▶ [Directions for this task]: Count the lines of the listing below that contain the word "outline", and give only that number.

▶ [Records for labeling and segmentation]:
|---|

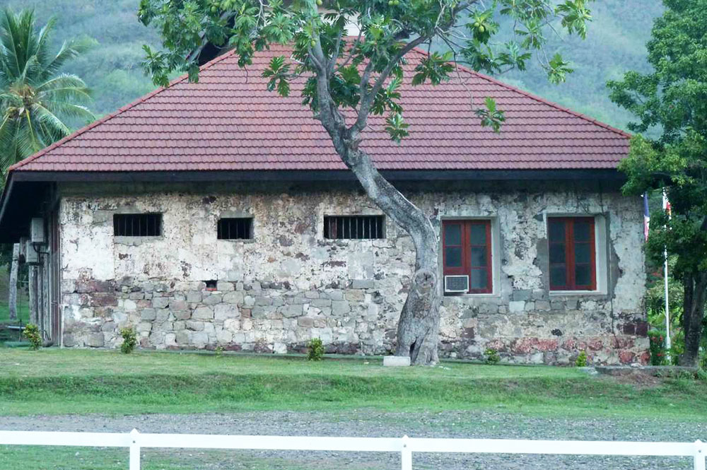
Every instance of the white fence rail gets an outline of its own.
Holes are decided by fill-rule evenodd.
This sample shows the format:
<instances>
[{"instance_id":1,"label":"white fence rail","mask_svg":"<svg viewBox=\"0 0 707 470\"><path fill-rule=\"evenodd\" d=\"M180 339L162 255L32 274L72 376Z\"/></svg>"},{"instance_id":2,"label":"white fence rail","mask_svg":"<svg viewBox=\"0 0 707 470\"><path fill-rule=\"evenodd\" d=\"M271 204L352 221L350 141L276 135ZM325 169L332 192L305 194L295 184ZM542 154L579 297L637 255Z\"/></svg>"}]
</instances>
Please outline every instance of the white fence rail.
<instances>
[{"instance_id":1,"label":"white fence rail","mask_svg":"<svg viewBox=\"0 0 707 470\"><path fill-rule=\"evenodd\" d=\"M402 470L412 469L413 452L469 454L544 454L692 457L694 470L706 470L707 445L694 442L520 440L508 439L419 439L397 437L308 437L218 435L211 434L0 431L0 445L59 445L128 447L129 470L140 470L142 447L328 450L398 452Z\"/></svg>"}]
</instances>

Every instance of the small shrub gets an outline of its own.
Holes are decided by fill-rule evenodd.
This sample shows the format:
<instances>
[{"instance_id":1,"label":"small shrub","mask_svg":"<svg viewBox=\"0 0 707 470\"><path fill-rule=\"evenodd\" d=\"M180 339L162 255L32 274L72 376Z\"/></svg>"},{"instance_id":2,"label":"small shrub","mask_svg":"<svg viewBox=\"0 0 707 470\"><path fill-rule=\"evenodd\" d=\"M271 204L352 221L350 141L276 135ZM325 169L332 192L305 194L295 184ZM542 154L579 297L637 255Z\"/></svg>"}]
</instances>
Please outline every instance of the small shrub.
<instances>
[{"instance_id":1,"label":"small shrub","mask_svg":"<svg viewBox=\"0 0 707 470\"><path fill-rule=\"evenodd\" d=\"M312 338L307 345L309 351L307 352L307 359L309 360L322 360L324 357L324 344L319 338Z\"/></svg>"},{"instance_id":2,"label":"small shrub","mask_svg":"<svg viewBox=\"0 0 707 470\"><path fill-rule=\"evenodd\" d=\"M120 330L120 336L123 337L123 343L120 345L120 352L129 354L137 345L137 336L132 328L123 328Z\"/></svg>"},{"instance_id":3,"label":"small shrub","mask_svg":"<svg viewBox=\"0 0 707 470\"><path fill-rule=\"evenodd\" d=\"M578 368L587 367L587 351L583 350L579 352L577 358L575 359L575 365Z\"/></svg>"},{"instance_id":4,"label":"small shrub","mask_svg":"<svg viewBox=\"0 0 707 470\"><path fill-rule=\"evenodd\" d=\"M493 365L501 362L501 356L498 356L498 351L493 348L487 348L484 351L484 356L486 356L486 364Z\"/></svg>"},{"instance_id":5,"label":"small shrub","mask_svg":"<svg viewBox=\"0 0 707 470\"><path fill-rule=\"evenodd\" d=\"M648 331L648 348L650 351L651 365L665 365L665 331L652 329Z\"/></svg>"},{"instance_id":6,"label":"small shrub","mask_svg":"<svg viewBox=\"0 0 707 470\"><path fill-rule=\"evenodd\" d=\"M25 338L30 342L30 348L33 351L37 351L42 347L42 334L40 333L40 327L32 323L28 323L24 329L22 330Z\"/></svg>"}]
</instances>

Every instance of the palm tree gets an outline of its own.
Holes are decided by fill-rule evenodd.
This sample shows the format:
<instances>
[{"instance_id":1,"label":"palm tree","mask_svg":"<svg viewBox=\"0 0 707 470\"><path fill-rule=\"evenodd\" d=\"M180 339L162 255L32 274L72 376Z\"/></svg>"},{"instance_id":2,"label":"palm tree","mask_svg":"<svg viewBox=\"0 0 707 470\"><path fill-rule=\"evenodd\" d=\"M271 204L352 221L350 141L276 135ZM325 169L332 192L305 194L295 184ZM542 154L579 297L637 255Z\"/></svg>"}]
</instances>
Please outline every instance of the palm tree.
<instances>
[{"instance_id":1,"label":"palm tree","mask_svg":"<svg viewBox=\"0 0 707 470\"><path fill-rule=\"evenodd\" d=\"M49 51L54 18L35 28L33 10L0 13L0 172L69 135L70 119L95 119L83 81L59 71L86 49L87 43L64 42Z\"/></svg>"},{"instance_id":2,"label":"palm tree","mask_svg":"<svg viewBox=\"0 0 707 470\"><path fill-rule=\"evenodd\" d=\"M33 10L16 15L6 8L0 13L0 186L8 167L68 136L69 119L95 119L85 106L90 96L83 81L59 73L87 44L64 42L52 55L49 42L54 23L52 18L37 31ZM18 251L16 244L11 301L17 298ZM16 312L16 304L9 307L11 312ZM36 312L33 313L33 319L36 318Z\"/></svg>"}]
</instances>

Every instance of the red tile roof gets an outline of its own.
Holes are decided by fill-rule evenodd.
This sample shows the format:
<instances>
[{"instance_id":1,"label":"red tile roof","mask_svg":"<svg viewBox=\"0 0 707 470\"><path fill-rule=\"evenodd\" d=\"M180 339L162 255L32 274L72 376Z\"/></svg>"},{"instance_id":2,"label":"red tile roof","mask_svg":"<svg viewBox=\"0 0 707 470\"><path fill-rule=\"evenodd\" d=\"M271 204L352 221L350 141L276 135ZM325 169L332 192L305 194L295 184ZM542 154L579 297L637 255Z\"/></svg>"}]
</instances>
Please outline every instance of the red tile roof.
<instances>
[{"instance_id":1,"label":"red tile roof","mask_svg":"<svg viewBox=\"0 0 707 470\"><path fill-rule=\"evenodd\" d=\"M423 52L409 56L402 87L410 135L400 145L371 117L362 148L382 170L611 169L629 134L491 78L460 68L437 86L412 86ZM284 98L261 72L285 47L240 69L227 53L11 168L19 171L124 172L344 170L329 136L301 105L301 83ZM500 134L481 127L470 100L491 96L506 112Z\"/></svg>"}]
</instances>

|---|

▶ [Solution for this exercise]: 8